▸ Action item: Scan the data, and whenever a line contains "below", copy it.

BEGIN

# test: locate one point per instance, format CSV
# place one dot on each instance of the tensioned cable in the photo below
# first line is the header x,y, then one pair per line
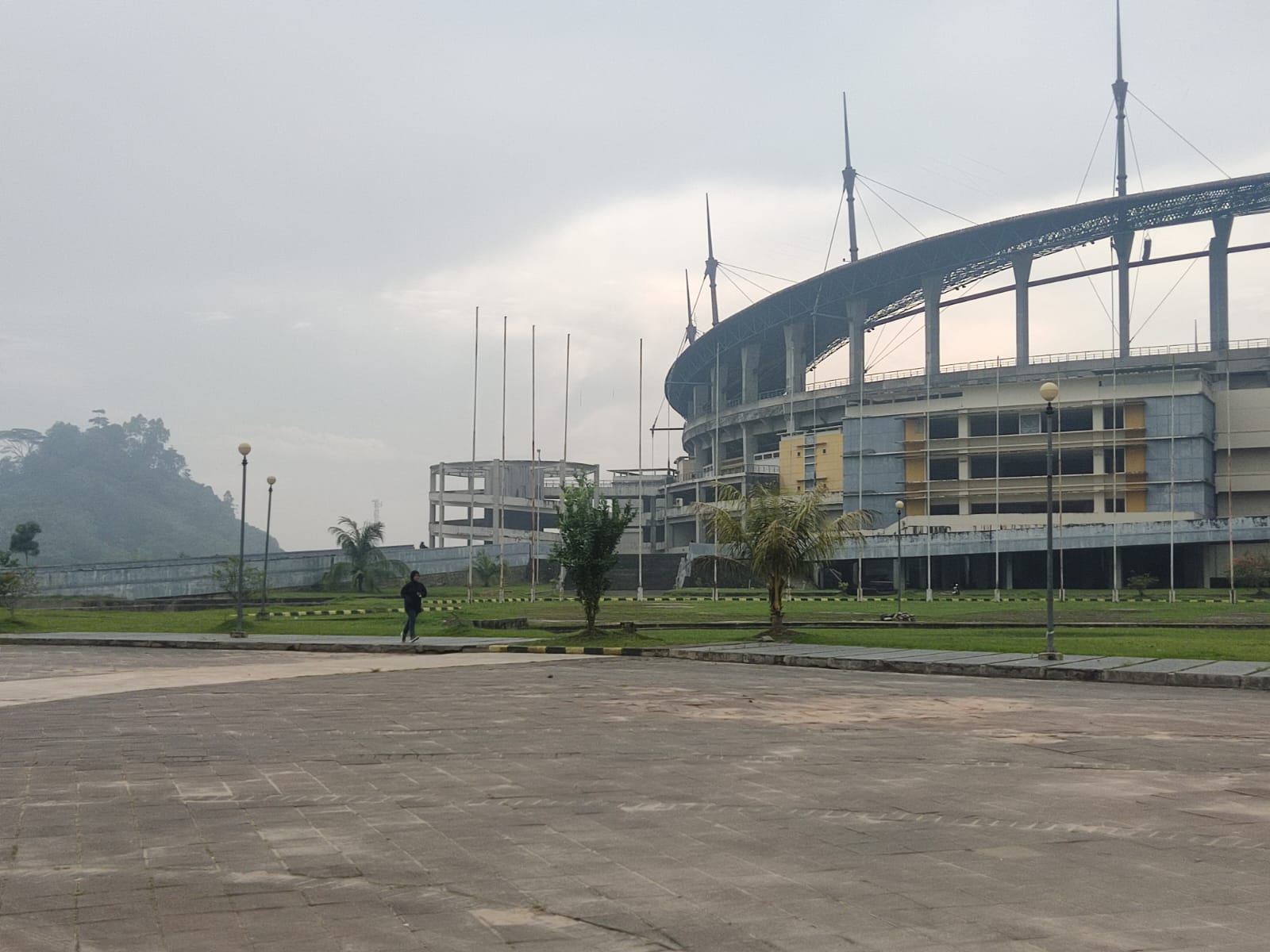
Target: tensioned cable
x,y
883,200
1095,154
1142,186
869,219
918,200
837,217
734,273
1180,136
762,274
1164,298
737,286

END
BEGIN

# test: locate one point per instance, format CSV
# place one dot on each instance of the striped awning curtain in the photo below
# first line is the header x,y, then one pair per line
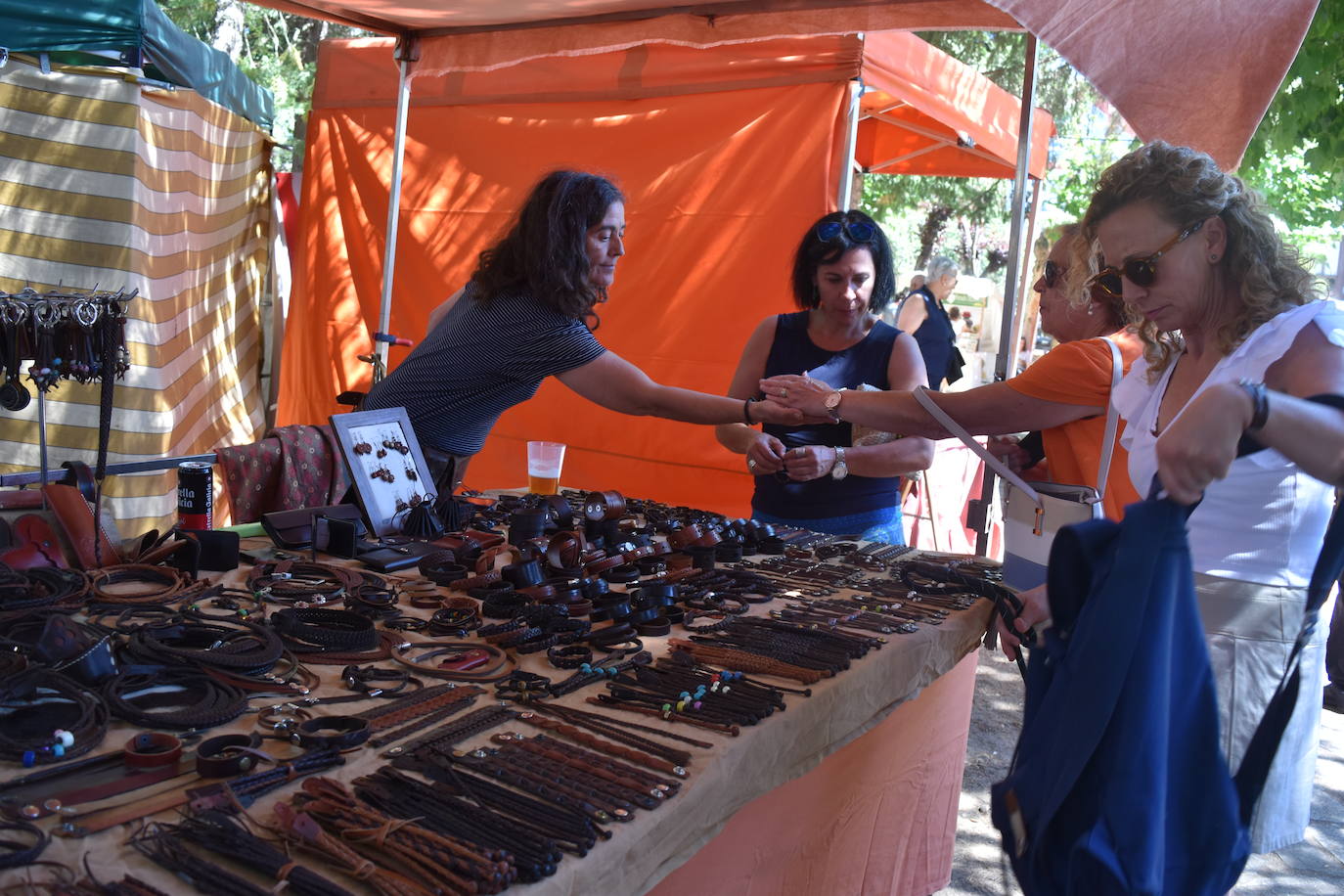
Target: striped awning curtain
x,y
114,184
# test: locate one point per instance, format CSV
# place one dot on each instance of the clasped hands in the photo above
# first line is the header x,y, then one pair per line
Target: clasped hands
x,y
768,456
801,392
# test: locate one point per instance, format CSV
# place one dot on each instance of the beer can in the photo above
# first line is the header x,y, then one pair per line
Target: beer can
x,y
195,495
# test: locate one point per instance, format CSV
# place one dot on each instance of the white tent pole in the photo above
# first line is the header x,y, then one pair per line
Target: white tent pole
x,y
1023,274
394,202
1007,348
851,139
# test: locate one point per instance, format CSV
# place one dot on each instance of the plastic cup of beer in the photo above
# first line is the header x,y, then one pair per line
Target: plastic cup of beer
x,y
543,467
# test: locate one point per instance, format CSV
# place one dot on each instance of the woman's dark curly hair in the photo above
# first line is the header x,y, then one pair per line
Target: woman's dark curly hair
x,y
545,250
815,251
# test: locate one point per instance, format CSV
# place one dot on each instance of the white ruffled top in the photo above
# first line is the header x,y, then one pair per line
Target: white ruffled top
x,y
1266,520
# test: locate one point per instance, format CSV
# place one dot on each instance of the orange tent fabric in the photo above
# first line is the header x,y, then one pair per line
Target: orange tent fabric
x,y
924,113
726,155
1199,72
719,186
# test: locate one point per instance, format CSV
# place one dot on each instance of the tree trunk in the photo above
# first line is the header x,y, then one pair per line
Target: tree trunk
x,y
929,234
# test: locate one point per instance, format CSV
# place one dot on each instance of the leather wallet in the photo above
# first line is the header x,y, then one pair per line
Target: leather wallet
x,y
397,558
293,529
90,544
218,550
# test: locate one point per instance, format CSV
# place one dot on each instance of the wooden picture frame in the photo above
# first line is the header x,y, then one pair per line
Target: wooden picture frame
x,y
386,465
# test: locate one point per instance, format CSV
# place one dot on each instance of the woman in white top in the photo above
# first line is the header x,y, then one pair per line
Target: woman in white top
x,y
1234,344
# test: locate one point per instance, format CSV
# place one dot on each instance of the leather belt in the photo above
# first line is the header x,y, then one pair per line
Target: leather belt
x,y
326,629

END
BEGIN

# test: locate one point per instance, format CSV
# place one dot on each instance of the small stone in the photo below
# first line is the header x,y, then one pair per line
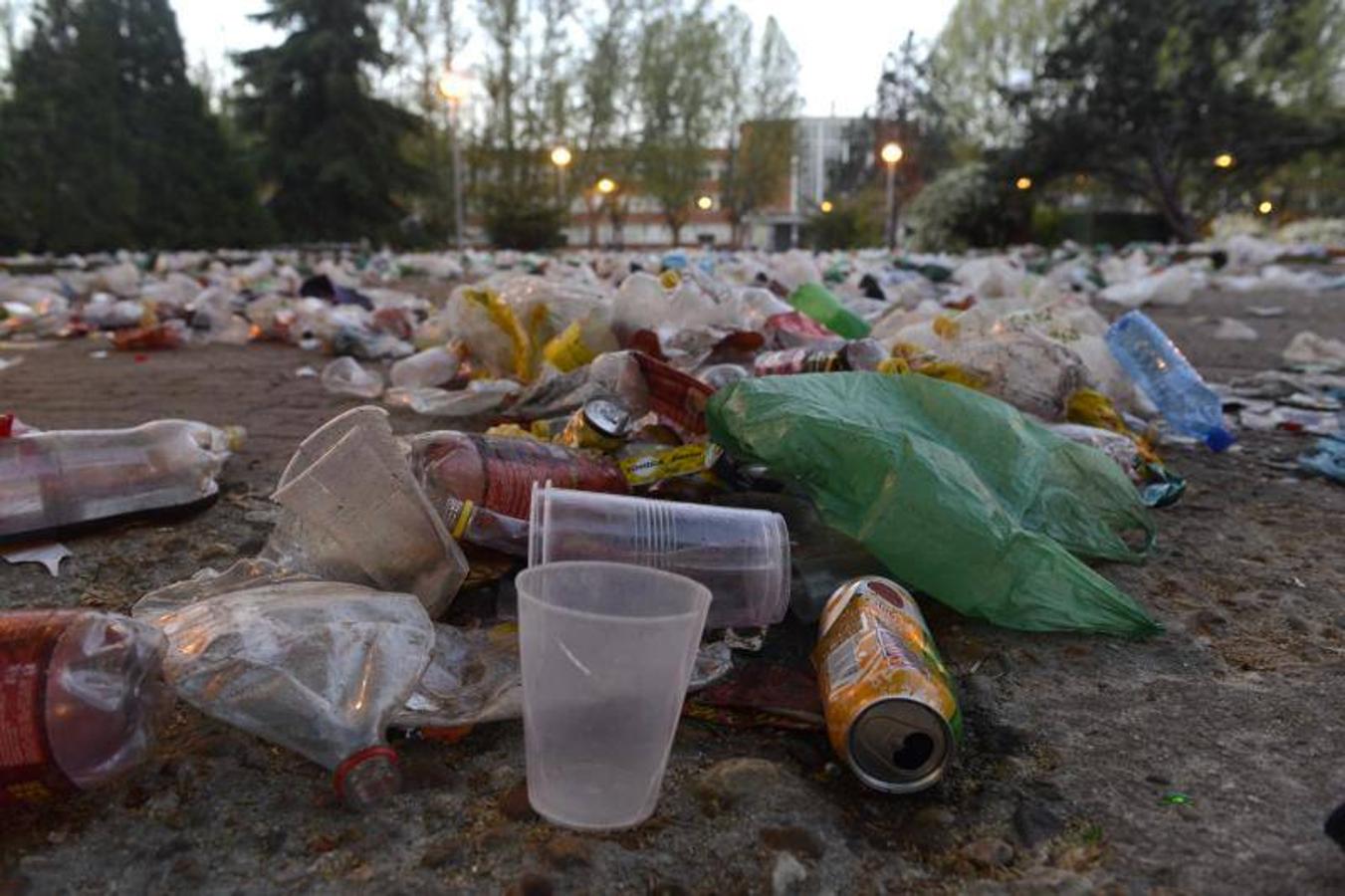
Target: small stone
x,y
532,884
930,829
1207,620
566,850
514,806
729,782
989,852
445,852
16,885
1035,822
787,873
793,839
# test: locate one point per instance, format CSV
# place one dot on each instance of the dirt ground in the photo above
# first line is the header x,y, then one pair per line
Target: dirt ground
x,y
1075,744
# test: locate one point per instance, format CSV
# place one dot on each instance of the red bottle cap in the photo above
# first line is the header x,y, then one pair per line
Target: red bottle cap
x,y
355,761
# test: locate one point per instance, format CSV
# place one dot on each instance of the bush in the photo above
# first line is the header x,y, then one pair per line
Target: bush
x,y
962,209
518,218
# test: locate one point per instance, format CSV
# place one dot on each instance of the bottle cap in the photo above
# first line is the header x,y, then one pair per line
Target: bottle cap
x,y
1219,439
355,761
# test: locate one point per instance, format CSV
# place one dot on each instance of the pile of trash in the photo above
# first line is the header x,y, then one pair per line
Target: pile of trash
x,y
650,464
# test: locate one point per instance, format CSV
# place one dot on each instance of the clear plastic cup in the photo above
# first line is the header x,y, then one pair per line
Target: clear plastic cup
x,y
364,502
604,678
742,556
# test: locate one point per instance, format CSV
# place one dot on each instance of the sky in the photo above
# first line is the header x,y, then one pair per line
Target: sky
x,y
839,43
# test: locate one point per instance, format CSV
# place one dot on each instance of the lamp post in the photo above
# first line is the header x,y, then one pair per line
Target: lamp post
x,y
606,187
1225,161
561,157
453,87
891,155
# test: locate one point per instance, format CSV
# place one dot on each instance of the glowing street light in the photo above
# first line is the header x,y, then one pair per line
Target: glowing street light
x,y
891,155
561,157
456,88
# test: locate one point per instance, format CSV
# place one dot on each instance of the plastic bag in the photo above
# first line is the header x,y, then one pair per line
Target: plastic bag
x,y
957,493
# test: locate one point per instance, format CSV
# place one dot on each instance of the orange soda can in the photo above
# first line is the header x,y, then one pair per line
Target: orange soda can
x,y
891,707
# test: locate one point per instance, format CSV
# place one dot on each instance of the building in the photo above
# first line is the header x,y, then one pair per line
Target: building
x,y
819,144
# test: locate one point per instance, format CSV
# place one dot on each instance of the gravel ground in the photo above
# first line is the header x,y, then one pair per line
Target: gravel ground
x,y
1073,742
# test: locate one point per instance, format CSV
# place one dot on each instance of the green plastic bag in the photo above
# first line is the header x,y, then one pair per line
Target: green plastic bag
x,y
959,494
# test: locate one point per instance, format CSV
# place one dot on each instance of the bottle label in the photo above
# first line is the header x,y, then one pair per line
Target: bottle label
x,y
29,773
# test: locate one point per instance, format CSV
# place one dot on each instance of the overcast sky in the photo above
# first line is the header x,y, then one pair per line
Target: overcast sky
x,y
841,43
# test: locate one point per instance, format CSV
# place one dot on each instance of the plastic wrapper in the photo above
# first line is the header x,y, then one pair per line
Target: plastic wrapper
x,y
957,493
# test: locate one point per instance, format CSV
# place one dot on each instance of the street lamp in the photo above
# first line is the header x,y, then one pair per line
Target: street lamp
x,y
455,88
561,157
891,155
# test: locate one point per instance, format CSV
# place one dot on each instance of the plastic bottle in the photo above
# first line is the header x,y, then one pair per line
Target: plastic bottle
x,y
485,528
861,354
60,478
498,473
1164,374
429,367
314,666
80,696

END

▸ Solution to the problem:
# place one dot on each instance of the tensioned cable in the photo below
# place one dot on each instance of the striped awning curtain in the photo below
# place one dot on each instance of the small stone in the photo below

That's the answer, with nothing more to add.